Homeland Penny-Pinching

President Bush never wanted a Homeland Security Department. He finally embraced the idea, before the mid-term elections, and used it as a powerful weapon to bash Democrats for their supposed lack of anti-terrorist resolve. Now that the massive new agency is a part of his government, he's starving it. It's like sending soldiers into battle unarmed and untrained.

The department has opened its doors in Washington, but it's an organization in name only. For this year, the president requested almost $38 billion for the department that one day will consolidate 22 agencies and more than 177,000 employees. He will probably ask for close to $40 billion for the next. Homeland Security Secretary Tom Ridge says the expected increase would be sufficient. But a good chunk of that $2-billion boost, which terrorism experts say is not nearly enough, would go to the Defense Department. A new Brookings Institution study, for instance, argues that this year alone an additional $10 billion is imperative.

The lack of cash will have repercussions nationwide. The department is supposed to help defray money spent by the states. But Bush's penny-pinching will foist more anti-terror costs on California and its impoverished brethren when they can least afford it.

Congress passed legislation last fall to improve security at ports, including Los Angeles and Long Beach. But Washington has disbursed only about $200 million of the almost $1 billion the Coast Guard says should be spent to improve security. Yet, a terrorist strike at the Los Angeles-Long Beach port complex could easily trigger a national economic catastrophe.

==============================

- _Tasks for this exercise_
[1] Answer these questions about the editorial on homeland security funding:
(a) How much did the president request for the department for this year?
(b) According to the new Brookings Institution study, how much additional money is imperative this year alone?
(c) How much of the almost $1 billion the Coast Guard says should be spent has Washington disbursed for port security?
[2] Carry on the editorial about homeland security funding past its final sentence.

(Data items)
==============================

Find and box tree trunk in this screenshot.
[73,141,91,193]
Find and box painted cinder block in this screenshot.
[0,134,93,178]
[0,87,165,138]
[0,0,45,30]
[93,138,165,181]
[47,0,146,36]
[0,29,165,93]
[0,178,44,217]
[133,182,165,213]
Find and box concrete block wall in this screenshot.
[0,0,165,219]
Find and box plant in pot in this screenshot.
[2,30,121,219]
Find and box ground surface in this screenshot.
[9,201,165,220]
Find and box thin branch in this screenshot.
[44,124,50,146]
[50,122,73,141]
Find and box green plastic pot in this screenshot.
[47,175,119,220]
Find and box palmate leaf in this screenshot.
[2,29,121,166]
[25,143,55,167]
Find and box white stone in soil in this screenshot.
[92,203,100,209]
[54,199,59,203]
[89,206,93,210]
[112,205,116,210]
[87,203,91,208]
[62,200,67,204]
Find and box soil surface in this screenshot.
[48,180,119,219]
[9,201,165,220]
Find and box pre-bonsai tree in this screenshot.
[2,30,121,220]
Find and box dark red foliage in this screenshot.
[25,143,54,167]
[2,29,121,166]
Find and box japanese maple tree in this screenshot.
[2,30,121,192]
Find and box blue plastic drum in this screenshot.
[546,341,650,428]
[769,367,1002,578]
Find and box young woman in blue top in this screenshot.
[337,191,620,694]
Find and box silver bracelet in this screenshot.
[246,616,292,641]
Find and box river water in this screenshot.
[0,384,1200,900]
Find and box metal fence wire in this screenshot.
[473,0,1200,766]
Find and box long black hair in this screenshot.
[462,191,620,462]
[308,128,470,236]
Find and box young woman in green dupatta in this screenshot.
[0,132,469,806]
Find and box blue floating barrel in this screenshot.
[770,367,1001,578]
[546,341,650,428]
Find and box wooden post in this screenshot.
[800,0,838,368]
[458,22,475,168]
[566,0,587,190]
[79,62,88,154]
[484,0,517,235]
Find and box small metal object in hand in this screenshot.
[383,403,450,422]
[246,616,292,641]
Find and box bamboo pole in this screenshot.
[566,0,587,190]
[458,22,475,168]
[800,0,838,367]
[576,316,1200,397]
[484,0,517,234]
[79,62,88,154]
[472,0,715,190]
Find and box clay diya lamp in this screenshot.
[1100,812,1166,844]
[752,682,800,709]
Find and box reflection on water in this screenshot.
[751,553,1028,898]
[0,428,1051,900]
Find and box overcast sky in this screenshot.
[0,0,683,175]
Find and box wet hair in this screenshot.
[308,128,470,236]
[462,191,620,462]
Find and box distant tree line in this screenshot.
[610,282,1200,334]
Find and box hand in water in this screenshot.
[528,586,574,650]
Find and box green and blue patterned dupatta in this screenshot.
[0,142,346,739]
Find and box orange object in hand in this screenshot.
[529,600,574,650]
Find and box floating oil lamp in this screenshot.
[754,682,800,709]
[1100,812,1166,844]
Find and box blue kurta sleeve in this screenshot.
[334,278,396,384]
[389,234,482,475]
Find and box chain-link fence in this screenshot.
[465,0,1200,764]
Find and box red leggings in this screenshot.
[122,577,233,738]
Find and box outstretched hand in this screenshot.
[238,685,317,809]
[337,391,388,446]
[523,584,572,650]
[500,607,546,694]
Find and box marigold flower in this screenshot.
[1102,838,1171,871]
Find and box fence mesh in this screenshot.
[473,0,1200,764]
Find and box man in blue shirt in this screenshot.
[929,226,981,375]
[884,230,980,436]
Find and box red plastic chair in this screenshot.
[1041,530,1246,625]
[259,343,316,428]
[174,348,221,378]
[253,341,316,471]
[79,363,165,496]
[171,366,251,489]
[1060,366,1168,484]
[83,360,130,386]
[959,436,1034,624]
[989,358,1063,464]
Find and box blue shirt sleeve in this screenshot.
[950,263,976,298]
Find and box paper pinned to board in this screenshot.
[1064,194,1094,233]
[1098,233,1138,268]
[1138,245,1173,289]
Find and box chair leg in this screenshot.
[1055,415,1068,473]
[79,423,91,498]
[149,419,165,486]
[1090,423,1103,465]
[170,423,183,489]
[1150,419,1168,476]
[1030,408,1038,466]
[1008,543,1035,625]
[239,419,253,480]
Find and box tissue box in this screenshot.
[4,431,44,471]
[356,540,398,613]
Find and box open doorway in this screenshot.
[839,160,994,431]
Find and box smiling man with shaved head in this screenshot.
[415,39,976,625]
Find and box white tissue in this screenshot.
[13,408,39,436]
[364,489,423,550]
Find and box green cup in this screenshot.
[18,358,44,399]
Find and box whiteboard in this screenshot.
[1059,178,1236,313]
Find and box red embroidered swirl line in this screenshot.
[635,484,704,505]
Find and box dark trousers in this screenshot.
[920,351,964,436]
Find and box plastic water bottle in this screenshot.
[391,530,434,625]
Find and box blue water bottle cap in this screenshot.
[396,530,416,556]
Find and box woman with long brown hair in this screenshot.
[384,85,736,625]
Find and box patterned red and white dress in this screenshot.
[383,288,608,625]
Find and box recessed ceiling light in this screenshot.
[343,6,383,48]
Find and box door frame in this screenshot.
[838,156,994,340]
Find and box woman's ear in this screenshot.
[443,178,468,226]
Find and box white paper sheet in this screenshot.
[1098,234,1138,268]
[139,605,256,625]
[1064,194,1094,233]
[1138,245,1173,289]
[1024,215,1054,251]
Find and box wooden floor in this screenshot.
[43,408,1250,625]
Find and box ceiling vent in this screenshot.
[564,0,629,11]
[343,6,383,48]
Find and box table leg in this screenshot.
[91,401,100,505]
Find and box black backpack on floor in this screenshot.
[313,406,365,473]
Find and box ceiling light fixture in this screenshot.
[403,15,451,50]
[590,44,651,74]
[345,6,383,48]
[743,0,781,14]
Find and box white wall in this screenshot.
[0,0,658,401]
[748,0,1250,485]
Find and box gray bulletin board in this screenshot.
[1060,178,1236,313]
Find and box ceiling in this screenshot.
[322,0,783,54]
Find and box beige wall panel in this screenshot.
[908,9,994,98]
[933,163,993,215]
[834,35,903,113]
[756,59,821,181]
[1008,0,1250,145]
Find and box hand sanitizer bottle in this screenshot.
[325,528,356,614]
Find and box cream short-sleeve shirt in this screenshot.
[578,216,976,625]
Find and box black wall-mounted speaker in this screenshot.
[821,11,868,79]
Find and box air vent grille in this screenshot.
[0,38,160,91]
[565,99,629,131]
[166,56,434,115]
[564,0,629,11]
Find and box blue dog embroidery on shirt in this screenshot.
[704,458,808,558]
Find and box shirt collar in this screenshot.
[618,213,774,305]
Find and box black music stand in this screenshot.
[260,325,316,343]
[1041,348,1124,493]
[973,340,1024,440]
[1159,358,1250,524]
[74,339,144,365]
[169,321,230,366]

==============================

- _Answer section_
[1]
(a) Almost $38 billion.
(b) An additional $10 billion.
(c) Only about $200 million.

[2]
Ridge has admitted that governors and mayors haven't seen "one dime." In early December, the Justice Department halted new grants for "first responders" -- the firefighters and medical personnel who need protective gear and communications devices to counter any chemical or biological attacks. And the federal government is stiffing California and other states for the expensive coastal patrols it expects them to conduct.

As though this isn't troubling enough, Bush gave the department another poke in the eye with his State of the Union announcement that he would establish a new anti-terrorism center based at the CIA, to coordinate domestic and foreign intelligence from different agencies.

America's security apparatus looks like the Winchester Mystery House, the rambling San Jose mansion whose eccentric owner kept adding rooms and staircases that went nowhere. Bush needs to accept that he's stuck with the Homeland Security Department, give it the money it needs to thrive and start tearing down the tangle of redundant and ineffective bureaucracies that hobble U.S. security efforts.